[Records pointing to named objects]
==============================

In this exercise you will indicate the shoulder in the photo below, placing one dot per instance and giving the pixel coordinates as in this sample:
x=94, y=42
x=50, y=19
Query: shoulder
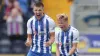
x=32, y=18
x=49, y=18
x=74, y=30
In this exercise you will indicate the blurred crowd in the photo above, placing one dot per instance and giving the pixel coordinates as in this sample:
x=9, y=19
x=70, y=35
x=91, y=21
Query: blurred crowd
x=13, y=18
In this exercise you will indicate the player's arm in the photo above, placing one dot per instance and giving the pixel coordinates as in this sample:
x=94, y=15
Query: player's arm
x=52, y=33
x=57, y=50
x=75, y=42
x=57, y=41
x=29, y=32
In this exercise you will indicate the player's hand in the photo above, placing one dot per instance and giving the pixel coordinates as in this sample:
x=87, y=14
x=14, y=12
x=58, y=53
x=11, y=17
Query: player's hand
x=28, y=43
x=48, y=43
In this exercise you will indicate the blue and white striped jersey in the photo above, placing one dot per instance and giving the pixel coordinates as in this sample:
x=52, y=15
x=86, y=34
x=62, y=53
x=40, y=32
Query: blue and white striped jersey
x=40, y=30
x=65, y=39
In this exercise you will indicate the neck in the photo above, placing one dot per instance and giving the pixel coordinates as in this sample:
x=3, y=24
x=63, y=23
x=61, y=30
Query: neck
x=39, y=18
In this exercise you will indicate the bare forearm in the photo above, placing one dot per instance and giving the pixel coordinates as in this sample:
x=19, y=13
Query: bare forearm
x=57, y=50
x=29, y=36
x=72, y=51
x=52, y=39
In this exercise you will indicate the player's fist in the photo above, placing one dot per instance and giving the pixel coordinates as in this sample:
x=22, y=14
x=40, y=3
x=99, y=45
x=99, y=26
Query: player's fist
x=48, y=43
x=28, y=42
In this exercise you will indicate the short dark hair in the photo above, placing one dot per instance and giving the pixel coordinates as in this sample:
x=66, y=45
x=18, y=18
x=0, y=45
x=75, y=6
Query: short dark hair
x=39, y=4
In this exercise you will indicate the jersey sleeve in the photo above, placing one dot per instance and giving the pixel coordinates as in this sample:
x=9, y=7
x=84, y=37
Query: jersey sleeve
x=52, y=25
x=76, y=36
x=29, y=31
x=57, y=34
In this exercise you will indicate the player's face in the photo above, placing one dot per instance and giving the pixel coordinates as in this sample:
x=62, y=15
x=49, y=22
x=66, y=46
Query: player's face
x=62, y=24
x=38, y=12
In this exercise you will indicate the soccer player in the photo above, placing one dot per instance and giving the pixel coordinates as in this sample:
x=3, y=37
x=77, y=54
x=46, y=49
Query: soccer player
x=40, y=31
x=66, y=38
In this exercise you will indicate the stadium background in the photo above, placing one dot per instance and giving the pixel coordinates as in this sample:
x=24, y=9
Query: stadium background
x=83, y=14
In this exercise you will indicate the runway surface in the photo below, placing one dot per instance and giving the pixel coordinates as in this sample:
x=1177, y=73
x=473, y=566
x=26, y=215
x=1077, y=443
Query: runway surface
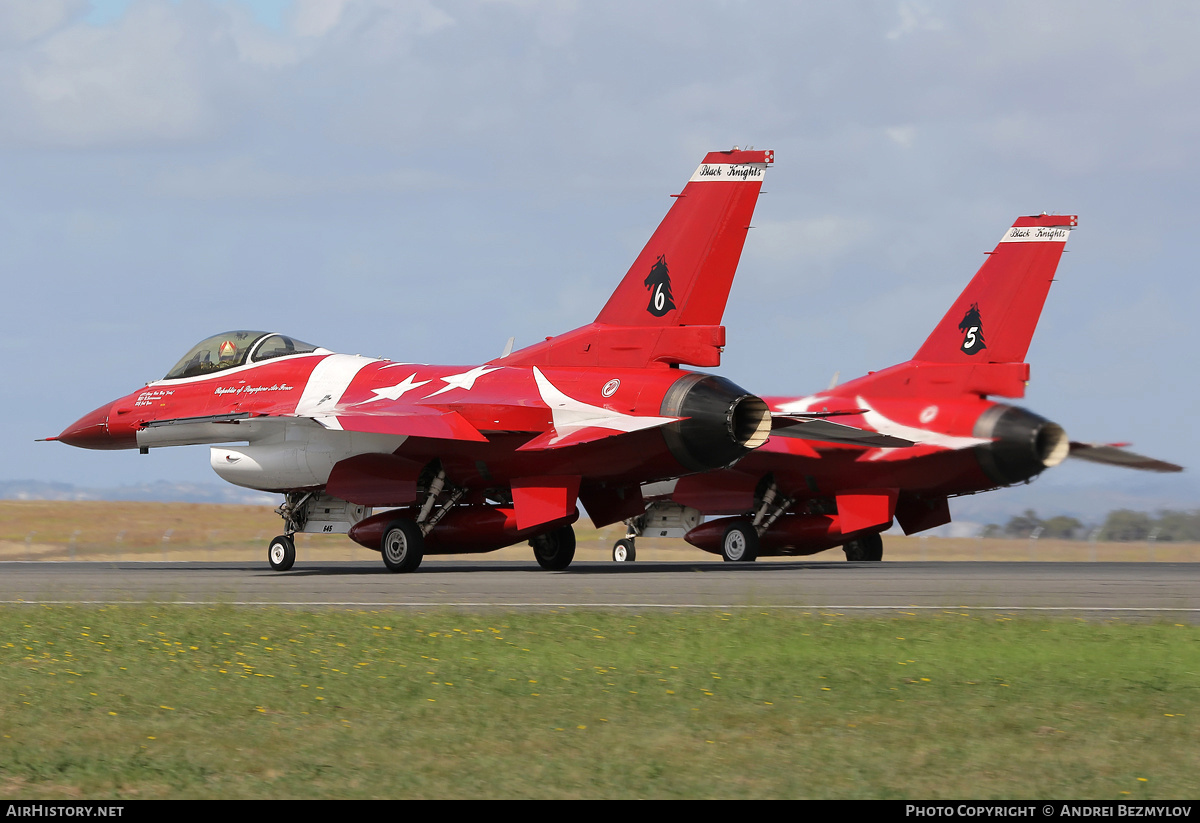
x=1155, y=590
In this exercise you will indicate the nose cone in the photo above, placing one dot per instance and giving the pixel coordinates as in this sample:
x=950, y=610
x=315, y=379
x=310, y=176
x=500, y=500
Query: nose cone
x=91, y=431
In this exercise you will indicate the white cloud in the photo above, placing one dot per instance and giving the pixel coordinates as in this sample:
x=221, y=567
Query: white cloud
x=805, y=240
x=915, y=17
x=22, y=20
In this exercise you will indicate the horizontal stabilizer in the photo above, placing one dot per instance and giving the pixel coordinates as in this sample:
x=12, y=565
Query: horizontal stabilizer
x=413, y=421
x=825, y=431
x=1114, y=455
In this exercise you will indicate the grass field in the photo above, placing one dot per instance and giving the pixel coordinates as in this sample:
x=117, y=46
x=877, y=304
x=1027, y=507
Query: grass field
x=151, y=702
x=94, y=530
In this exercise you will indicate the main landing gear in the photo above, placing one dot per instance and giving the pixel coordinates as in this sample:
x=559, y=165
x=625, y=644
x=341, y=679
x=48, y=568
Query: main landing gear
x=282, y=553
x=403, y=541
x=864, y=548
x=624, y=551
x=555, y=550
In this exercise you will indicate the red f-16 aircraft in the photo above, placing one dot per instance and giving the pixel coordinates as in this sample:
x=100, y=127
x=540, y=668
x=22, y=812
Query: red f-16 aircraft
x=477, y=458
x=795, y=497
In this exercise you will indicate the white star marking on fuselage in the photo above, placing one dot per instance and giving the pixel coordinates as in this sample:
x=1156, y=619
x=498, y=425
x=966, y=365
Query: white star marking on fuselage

==============================

Exercise objective:
Rewrite the records starting with the line that contains "In this exercise you will indicate the player's face" and going on through the line that contains "x=1114, y=455", requests included, scaling every answer coordinate by 2.15 and rounding to whole numbers with halves rounded up while leaving the requests and their sample coordinates unchanged. Omit the pictures from your answer.

Output for this task:
In this exercise you will indicate the player's face in the photo above, placing one dot per instance and giving the pixel coordinates as in this sample:
x=62, y=15
x=49, y=22
x=66, y=46
Query: player's face
x=133, y=52
x=82, y=26
In this exercise you will indicate the soccer player in the photo above, placing one dot per instance and giving the pixel coordinates as in this sample:
x=3, y=37
x=77, y=54
x=46, y=49
Query: soccer player
x=86, y=67
x=142, y=82
In this exercise you will indicate the stadium background in the photo above, placing one dot per instance and giving the pixel coordinates as in this sample:
x=24, y=9
Query: stadium background
x=178, y=30
In this exercise you will indicate the runway surface in the photo below, placing one dot per instance and giving the pixel coordinates as in this sample:
x=1177, y=73
x=473, y=566
x=26, y=215
x=1077, y=443
Query: runway surface
x=2483, y=1269
In this exercise you will indicate the nose cone in the photo above, placing one dot per instance and giving the pixel coordinates as in this sample:
x=950, y=610
x=315, y=379
x=310, y=176
x=500, y=500
Query: nose cone
x=196, y=927
In this exercise you will indicate the white cloud in the photo above, placing one dot per instance and giving the pixel coordinates as in this sample:
x=221, y=567
Query: white cloud
x=1731, y=516
x=1967, y=37
x=47, y=43
In this exercise you will indicate the horizontal stabilizer in the photo above, placing one dot per instance and giving the pixel coordinates as in this sample:
x=12, y=565
Query: horizontal stabilizer
x=888, y=905
x=1774, y=927
x=2395, y=978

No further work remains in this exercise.